_TASK BRIEF_. Please convert all the items below into a numbered list, one line per entry, leaving out any blank lines.

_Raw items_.
· · · · · · ·

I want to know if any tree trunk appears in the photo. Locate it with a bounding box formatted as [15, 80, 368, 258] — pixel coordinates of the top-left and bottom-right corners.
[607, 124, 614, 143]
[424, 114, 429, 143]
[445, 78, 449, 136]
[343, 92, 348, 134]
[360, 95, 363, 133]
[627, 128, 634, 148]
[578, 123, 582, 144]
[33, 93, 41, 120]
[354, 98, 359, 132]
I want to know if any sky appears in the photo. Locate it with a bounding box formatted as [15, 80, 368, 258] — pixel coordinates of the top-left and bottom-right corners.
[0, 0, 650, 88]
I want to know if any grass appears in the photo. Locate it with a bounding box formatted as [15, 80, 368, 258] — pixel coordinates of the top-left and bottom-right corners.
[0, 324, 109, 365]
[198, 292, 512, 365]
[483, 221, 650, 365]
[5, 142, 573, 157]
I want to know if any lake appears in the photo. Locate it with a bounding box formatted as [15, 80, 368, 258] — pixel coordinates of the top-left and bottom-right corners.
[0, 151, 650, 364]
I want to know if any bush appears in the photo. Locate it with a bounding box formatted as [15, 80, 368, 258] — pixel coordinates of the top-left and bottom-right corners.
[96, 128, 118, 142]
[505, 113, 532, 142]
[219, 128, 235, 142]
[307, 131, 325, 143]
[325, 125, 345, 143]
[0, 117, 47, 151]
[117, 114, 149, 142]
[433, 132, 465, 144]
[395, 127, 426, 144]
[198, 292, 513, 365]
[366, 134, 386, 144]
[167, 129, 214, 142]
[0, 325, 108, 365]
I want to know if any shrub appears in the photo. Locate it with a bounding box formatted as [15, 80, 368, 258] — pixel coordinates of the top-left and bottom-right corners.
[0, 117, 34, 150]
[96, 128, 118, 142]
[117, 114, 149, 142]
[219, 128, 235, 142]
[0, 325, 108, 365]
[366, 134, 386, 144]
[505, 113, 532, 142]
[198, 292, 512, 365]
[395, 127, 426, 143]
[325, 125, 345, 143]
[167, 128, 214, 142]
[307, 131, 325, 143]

· · · · · · ·

_SOLUTION FOR THIS EXERCISE_.
1. I want to know if any tree trunk appears in the photo. Locate it with a bounding box formatted as [15, 80, 368, 258] — pixel coordinates of the top-left and bottom-right corners.
2. [607, 124, 614, 143]
3. [424, 114, 429, 143]
4. [445, 78, 449, 136]
5. [343, 92, 348, 134]
6. [360, 95, 363, 133]
7. [627, 128, 634, 148]
8. [578, 123, 582, 144]
9. [33, 93, 41, 120]
10. [354, 98, 359, 132]
11. I want to know if any sky appears in the photo. Locate it with a bounding box formatted as [15, 80, 368, 258] — pixel coordinates of the top-left and bottom-right corners.
12. [0, 0, 650, 88]
13. I want to know if any grass appears in the photo. Locate it with a bounding box formatted as [15, 80, 368, 258] — pixel coordinates of the top-left and bottom-right corners.
14. [0, 324, 109, 365]
15. [198, 292, 512, 365]
16. [483, 221, 650, 365]
17. [5, 142, 573, 157]
18. I want to know if any lake appears in the photo. Locate it with a bounding box formatted as [15, 80, 368, 258] — pixel coordinates of the top-left and bottom-right corners.
19. [0, 151, 650, 364]
20. I want to know if any bush appears in the photo. Locate it with a bounding box formatted as [15, 80, 368, 258] — pixel coordinates of the top-left and bottom-right corners.
21. [96, 128, 118, 142]
22. [505, 113, 532, 142]
23. [219, 128, 235, 142]
24. [307, 131, 325, 143]
25. [325, 125, 345, 143]
26. [0, 117, 47, 151]
27. [117, 114, 149, 142]
28. [433, 132, 465, 144]
29. [395, 127, 426, 144]
30. [198, 292, 513, 365]
31. [366, 134, 386, 144]
32. [167, 129, 214, 142]
33. [0, 325, 108, 365]
34. I want to know if any shrub appears in the photo. Locate it with a bounding box formatted as [15, 80, 368, 258] — pixel coordinates of the top-left and bottom-right corners.
35. [0, 117, 34, 150]
36. [96, 128, 118, 142]
37. [117, 114, 149, 142]
38. [219, 128, 235, 142]
39. [0, 325, 108, 365]
40. [366, 134, 386, 144]
41. [505, 113, 532, 142]
42. [198, 292, 512, 365]
43. [395, 127, 426, 143]
44. [325, 125, 345, 143]
45. [167, 128, 214, 142]
46. [307, 131, 325, 143]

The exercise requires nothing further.